Now, this isn’t about picking on easy, pseudoscientific targets. The reason for the urgency is this: we too often hail new miracle diets without questioning the shaky (at best) evidence supporting them. Just look at the list of reputable news outlets that have already covered Turner’s work. If carbs truly were the enemy, Yoni Freedhoff, an evidence-based obesity-focused doc, rightly pointed out, “When one in seven Americans was on the Atkins diet in the early 2000s, we would have seen the obesity epidemic go away.”

But let’s examine some of the claims Turner makes in the book. First, she begins with irresistible questions readers will no doubt identify with: Do you have a sweet tooth? Do you get sleepy or mental fogginess after meals? Do you feel bloated, especially after meals? Do you have a very large appetite or an obsession with food? According to Turner, this means you’re probably “carb sensitive.” According to Science-ish, this means you are probably human.

Still, Turner has the answer. A “carb rehab program” that will “repair your metabolism” so you become “symptom free” and “lose belly fat.” For beginners, there is no evidence whatsoever to support the notion that targeted fat loss is possible. (Check out Tim Caulfield’s book The Cure for Everything!) So any time you see a magazine or book promising to help you “bust the belly fat,” chuck it. It’s a bold-faced lie.

Turner also suggests a “supplement regime to aid detoxification.” The detox concept should sound alarm bells in any thinking person’s mind. There is reams of evidence-based literature on why the notion of a detox is bunk. But this group of scientists did a good job of summing it up: “‘Detox’ has no meaning outside of the clinical treatment for drug addiction or poisoning.” People are not full of toxins that can be expunged from their systems by systematically eliminating one food group—though it’s an appealing concept. The body can deal with the everyday chemicals it encounters and it certainly doesn’t need the Clear Detox hormonal health pack—supplements from Turner’s own wellness boutique—that she prescribes in the book.

__RECORDED INFORMATION__.
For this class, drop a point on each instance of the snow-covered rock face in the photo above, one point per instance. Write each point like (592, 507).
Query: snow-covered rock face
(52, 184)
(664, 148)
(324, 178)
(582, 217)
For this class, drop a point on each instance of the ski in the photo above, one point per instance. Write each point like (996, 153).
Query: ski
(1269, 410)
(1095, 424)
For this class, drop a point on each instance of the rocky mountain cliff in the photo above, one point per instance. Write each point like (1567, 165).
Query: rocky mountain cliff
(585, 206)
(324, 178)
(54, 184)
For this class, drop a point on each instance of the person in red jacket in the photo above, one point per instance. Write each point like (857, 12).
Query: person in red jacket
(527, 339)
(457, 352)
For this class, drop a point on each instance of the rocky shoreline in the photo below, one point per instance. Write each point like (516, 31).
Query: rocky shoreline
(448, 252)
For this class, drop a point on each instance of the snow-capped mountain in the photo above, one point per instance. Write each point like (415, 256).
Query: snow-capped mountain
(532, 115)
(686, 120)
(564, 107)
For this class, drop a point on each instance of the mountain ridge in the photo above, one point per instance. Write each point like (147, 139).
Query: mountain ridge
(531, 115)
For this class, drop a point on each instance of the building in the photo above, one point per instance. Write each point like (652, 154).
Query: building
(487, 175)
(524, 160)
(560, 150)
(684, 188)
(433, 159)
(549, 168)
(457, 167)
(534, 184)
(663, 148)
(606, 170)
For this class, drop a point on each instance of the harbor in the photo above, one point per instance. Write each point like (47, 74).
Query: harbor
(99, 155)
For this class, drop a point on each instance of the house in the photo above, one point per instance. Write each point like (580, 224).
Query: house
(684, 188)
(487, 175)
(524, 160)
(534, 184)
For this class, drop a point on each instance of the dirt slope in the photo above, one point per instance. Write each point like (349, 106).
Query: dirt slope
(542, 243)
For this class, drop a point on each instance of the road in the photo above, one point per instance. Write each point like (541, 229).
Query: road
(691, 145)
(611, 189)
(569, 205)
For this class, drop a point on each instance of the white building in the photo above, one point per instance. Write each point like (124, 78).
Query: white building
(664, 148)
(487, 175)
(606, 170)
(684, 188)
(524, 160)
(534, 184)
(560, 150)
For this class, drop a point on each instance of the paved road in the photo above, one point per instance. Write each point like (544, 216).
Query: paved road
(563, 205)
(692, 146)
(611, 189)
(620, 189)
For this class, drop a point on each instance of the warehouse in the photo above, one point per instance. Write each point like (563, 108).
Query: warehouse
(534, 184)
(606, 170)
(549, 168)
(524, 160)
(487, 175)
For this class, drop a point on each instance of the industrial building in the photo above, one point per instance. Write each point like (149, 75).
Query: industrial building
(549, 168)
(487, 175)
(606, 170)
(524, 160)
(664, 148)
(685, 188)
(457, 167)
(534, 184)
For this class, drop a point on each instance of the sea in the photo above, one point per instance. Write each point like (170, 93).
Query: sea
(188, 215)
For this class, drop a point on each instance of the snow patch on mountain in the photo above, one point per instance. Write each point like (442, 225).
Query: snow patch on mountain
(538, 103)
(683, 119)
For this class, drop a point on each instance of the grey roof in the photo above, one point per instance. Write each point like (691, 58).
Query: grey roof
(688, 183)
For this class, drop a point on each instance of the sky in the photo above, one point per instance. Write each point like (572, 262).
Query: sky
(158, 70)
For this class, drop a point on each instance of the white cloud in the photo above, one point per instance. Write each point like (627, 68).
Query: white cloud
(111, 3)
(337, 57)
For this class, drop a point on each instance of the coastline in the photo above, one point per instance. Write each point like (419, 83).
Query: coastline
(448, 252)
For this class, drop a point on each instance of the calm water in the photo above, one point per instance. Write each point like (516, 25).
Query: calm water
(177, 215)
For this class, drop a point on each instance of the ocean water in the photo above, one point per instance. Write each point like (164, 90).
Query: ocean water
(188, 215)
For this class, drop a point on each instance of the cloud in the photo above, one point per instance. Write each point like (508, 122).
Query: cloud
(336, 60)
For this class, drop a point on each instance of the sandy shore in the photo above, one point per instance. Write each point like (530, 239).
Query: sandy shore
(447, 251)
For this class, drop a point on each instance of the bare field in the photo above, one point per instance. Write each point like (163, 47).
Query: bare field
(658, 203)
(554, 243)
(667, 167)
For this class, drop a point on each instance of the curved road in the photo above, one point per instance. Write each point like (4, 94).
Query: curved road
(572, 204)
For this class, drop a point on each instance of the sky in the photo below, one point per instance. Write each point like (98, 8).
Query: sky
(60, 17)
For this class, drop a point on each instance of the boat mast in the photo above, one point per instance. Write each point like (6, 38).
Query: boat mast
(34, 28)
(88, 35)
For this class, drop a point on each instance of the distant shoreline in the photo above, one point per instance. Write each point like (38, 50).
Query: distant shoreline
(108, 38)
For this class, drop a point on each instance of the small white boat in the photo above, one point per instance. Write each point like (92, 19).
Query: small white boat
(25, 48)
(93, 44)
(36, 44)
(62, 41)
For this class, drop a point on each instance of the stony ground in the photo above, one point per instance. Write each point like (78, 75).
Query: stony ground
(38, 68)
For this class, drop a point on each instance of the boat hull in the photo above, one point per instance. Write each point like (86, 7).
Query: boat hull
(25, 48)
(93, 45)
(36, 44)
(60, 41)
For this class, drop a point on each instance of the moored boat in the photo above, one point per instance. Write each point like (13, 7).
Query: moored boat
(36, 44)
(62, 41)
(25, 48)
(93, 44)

__WHAT IS BEING ASKED__. Which book by Tim Caulfield does the diet-book critique recommend? Rely only on the diet-book critique, not the listing.

__TASK SOLUTION__. The Cure for Everything